_Exercise task_: Return the entries below verbatim. Pictures stay out.

Collected data entries
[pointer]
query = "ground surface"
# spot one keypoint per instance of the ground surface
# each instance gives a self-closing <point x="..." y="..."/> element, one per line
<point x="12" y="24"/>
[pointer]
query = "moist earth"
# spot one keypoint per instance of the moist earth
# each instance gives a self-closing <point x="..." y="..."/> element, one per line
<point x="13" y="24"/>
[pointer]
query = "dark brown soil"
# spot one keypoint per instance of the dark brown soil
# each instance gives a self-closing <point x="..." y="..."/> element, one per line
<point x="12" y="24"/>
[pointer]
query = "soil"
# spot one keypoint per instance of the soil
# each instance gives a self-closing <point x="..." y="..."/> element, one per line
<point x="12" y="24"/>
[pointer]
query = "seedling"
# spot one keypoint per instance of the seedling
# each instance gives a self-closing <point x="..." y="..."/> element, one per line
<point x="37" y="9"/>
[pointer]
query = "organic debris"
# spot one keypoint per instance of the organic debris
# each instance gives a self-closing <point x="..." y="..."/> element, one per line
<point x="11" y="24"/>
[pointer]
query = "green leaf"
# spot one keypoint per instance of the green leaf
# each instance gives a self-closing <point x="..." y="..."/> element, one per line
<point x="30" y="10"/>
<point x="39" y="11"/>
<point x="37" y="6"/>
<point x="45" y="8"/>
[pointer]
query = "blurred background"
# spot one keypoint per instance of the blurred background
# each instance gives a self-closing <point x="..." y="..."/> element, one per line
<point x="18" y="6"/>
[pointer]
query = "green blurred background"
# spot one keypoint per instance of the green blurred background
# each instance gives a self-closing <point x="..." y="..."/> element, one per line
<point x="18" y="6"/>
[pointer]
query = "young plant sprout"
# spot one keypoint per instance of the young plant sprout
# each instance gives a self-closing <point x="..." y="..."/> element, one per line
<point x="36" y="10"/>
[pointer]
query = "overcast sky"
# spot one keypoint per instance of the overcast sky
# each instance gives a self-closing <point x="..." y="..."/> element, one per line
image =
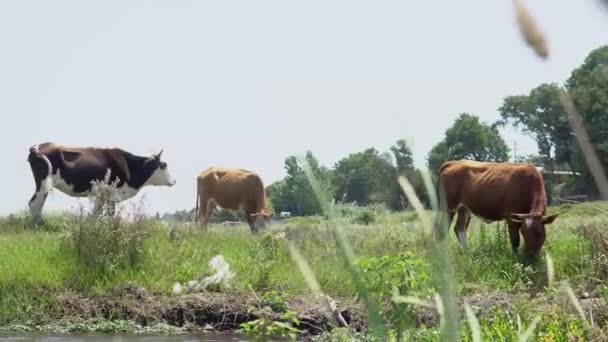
<point x="247" y="83"/>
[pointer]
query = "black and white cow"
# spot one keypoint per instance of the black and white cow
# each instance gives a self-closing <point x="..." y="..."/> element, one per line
<point x="72" y="169"/>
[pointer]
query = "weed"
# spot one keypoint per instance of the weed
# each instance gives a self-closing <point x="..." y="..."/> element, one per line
<point x="265" y="327"/>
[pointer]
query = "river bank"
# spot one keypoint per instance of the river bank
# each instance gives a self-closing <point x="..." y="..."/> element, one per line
<point x="76" y="274"/>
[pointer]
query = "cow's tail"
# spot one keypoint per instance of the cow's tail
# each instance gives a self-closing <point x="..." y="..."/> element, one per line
<point x="199" y="191"/>
<point x="46" y="183"/>
<point x="197" y="200"/>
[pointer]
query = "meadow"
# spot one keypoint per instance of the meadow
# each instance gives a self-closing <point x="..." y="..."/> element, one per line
<point x="89" y="272"/>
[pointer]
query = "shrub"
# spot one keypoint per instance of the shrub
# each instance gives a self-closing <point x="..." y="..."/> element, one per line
<point x="405" y="274"/>
<point x="365" y="217"/>
<point x="102" y="240"/>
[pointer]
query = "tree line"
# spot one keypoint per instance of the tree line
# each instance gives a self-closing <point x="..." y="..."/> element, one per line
<point x="370" y="177"/>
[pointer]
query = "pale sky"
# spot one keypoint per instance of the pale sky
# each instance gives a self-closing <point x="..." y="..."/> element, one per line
<point x="247" y="83"/>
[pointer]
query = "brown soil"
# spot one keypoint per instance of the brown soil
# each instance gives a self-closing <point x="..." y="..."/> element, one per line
<point x="226" y="311"/>
<point x="199" y="311"/>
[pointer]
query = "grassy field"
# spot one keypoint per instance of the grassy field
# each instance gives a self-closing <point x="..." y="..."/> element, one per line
<point x="88" y="259"/>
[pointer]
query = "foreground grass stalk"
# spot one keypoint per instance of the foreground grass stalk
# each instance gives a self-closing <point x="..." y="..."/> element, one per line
<point x="584" y="142"/>
<point x="439" y="253"/>
<point x="376" y="323"/>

_Correct output_:
[pointer]
query = "ground surface"
# spot one keypoint per instance of the ground surface
# each instance gives a self-closing <point x="..." y="..."/> element, one per line
<point x="12" y="24"/>
[pointer]
query = "moist earth"
# spot one keypoint per instance of the moist earth
# each instance gives a self-closing <point x="..." y="..."/> element, one per line
<point x="13" y="24"/>
[pointer]
query = "dark brown soil"
# spot one keypoint per instance of the dark brown soil
# each instance gives a self-closing <point x="..." y="..."/> element, one per line
<point x="12" y="24"/>
[pointer]
query = "soil"
# spot one keypoint per instance of the soil
# each instance gives a self-closing <point x="..." y="..."/> element, one per line
<point x="12" y="24"/>
[pointer]
query = "seedling"
# spot one keypoint per instance of the seedling
# each instance gives a self-closing <point x="..." y="..."/> element, one per line
<point x="37" y="9"/>
[pointer]
query = "organic debris"
# spot one keypoint per instance of the organic debris
# each instance gives a self-closing <point x="..." y="..."/> element, one per line
<point x="11" y="24"/>
[pointer]
query = "green leaf"
# spot one keypoint per instance of the green leaf
# each instance gives a self-closing <point x="..." y="..."/> element, one per line
<point x="30" y="10"/>
<point x="39" y="11"/>
<point x="37" y="6"/>
<point x="45" y="8"/>
[pointer]
query = "blurred background"
# spot one keypoint per instance of the blurred background
# each instance gives a self-closing <point x="..." y="..."/> element, one per line
<point x="18" y="6"/>
[pointer]
query = "green blurred background"
# spot one keypoint per instance of the green blurred background
# each instance gives a self-closing <point x="..." y="..."/> element, one per line
<point x="18" y="6"/>
[pointer]
query = "young plant sprout"
# spot one keypoint per instance of the young plant sprout
# each instance gives a self-closing <point x="..." y="..."/> element, one per line
<point x="36" y="10"/>
[pointer]
query = "overcast sky"
# spot one keypoint per instance of the overcast sky
# each instance gives a self-closing <point x="..." y="..."/> element, one per line
image =
<point x="247" y="83"/>
[pointer]
query = "black and white cow"
# spot one keypoint per instance of the black and white cow
# each instance gives a self-closing <point x="..." y="..."/> element, one per line
<point x="72" y="169"/>
[pointer]
query = "weed"
# spot one keypoint per instance of the weed
# each instance gives a self-closing <point x="..." y="..."/> element, one per line
<point x="265" y="327"/>
[pointer]
query = "river bank"
# spot one keypoint per instance of the river bank
# each instance gives a self-closing <point x="..." y="..."/> element, one per line
<point x="76" y="274"/>
[pointer]
query = "cow's tail"
# spot one keypoint per instance of the cow's tail
# each instance gives a self-closing <point x="..." y="..."/> element, one per line
<point x="199" y="191"/>
<point x="46" y="183"/>
<point x="197" y="200"/>
[pointer]
query = "meadow"
# spot one keypoint per instance of the meadow
# each instance gives a self-closing <point x="..." y="..."/> element, one per line
<point x="89" y="272"/>
[pointer]
query = "shrub"
# spot one keypoint per instance of the shrub
# each instance gives a self-closing <point x="..." y="..."/> element, one per line
<point x="405" y="274"/>
<point x="365" y="217"/>
<point x="102" y="240"/>
[pointer]
query = "tree line"
# spot one keypoint per instance of the tree line
# each instance gives a self-closing <point x="..." y="..."/> element, one per line
<point x="370" y="177"/>
[pointer]
query = "pale sky"
# spot one keypoint per instance of the pale sky
# each instance gives a self-closing <point x="..." y="..."/> element, one per line
<point x="247" y="83"/>
[pointer]
query = "brown soil"
# spot one keypoint per instance of the brown soil
# each instance gives a self-closing <point x="..." y="..."/> element, one per line
<point x="226" y="311"/>
<point x="199" y="311"/>
[pointer]
query = "grassy field"
# spot one keypoint per instance of the grassy field
# each instance gives a self-closing <point x="..." y="..."/> element, one per line
<point x="88" y="259"/>
[pointer]
query = "foreground grass stalk"
# spot one keypoint per instance of the foreground grass stalk
# each instance gives a self-closing <point x="..." y="..."/> element, one per line
<point x="584" y="142"/>
<point x="439" y="253"/>
<point x="376" y="323"/>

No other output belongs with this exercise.